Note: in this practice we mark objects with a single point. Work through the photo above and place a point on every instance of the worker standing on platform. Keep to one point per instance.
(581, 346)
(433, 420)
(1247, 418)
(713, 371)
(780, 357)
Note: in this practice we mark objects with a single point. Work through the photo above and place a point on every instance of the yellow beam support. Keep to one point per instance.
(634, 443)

☆ ☆ ☆ ☆

### WHAT THIS TASK INVOLVES
Copy every line above without changing anything.

### FINISHED ANSWER
Note: in this practice we mark objects with a single point. Work through the photo above and place a point on every instance of the worker standing on platform. Keep to one point per instance.
(581, 346)
(433, 420)
(1247, 418)
(713, 371)
(780, 357)
Note: in this practice we mark objects with a single point. Work through the photo above and place a point on every instance of the yellow beam support. Keep to one point per instance.
(634, 443)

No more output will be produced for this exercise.